# Provided data start
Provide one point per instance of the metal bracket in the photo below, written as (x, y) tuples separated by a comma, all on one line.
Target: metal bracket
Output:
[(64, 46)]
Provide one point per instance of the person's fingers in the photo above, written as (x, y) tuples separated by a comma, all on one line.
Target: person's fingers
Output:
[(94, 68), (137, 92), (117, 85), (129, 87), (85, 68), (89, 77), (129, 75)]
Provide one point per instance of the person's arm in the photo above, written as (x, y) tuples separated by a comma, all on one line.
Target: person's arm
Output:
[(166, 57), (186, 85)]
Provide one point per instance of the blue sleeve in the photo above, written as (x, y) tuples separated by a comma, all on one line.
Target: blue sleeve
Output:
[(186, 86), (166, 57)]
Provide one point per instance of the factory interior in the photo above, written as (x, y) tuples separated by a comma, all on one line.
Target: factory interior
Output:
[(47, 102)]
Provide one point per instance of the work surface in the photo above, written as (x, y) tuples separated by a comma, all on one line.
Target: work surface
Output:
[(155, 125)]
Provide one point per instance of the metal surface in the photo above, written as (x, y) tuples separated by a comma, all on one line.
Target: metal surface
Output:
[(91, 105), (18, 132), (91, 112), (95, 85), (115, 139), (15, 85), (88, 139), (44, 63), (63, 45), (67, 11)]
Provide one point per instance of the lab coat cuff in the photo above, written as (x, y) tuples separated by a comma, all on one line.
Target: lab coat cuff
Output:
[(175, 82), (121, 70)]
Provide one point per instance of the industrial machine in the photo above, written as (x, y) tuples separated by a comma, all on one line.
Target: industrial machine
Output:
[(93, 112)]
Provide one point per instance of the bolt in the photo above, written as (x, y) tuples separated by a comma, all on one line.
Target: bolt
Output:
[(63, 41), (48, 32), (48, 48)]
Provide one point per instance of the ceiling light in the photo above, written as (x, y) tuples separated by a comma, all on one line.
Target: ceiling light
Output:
# Provided data end
Request: Render every line of the listing above as a JSON array of strings, with one string per line and any blank lines omitted.

Complete answer:
[
  "Provide one point per instance of the metal bracket in the photo below, written as (x, y) tuples separated by a comma, all on one line.",
  "Target: metal bracket",
  "Output:",
  "[(64, 46)]",
  "Provide one point per instance of the person's fingers in the photo above, written as (x, y) tuples separated by a comma, all on one line.",
  "Target: person's fingers",
  "Output:",
  "[(94, 68), (137, 92), (117, 85), (129, 87), (85, 68), (89, 77), (129, 75)]",
  "Provide one point per instance of the person's arm in the photo above, written as (x, y) tuples separated by a comma, all on one line.",
  "Target: person's arm",
  "Output:",
  "[(166, 57), (186, 85)]",
  "Provide one point per instance of the blue sleeve in the photo above, written as (x, y) tuples separated by a comma, all on one line.",
  "Target: blue sleeve",
  "Output:",
  "[(186, 86), (166, 57)]",
  "Provide one point per instance of the factory interior in the photo above, written as (x, y) tuples separated by a comma, all on one line.",
  "Target: factory interior",
  "Output:",
  "[(47, 102)]",
  "Provide one point per instance of the work surface in the photo above, written as (x, y) tuples separated by a comma, all on one line.",
  "Target: work surface",
  "Output:",
  "[(155, 125)]",
  "Provide one point per instance of the metal surface in the photo above, written as (x, y) tuples separated by a comma, all on one line.",
  "Target: metal surface",
  "Output:",
  "[(91, 105), (18, 132), (91, 112), (95, 85), (115, 139), (15, 85), (88, 139), (44, 63), (63, 45), (67, 11)]",
  "Provide one point per instance of the lab coat cuff in the photo above, written as (x, y) tuples separated by a comma, all on one line.",
  "Target: lab coat cuff",
  "Output:",
  "[(175, 82), (121, 70)]",
  "Provide one point per instance of the industrial machine in the photo above, written as (x, y) tuples separated by a comma, all on one line.",
  "Target: industrial machine",
  "Output:",
  "[(93, 112)]",
  "Provide one point per instance of the bolt in the photo above, written as (x, y) tuples separated by a comma, all on one line.",
  "Target: bolt",
  "Output:",
  "[(63, 41), (48, 32), (48, 48)]",
  "Provide one point per instance of the ceiling light in the photo above, written as (x, y) tuples separated by a comma, all on one line.",
  "Target: ceiling light",
  "Output:"
]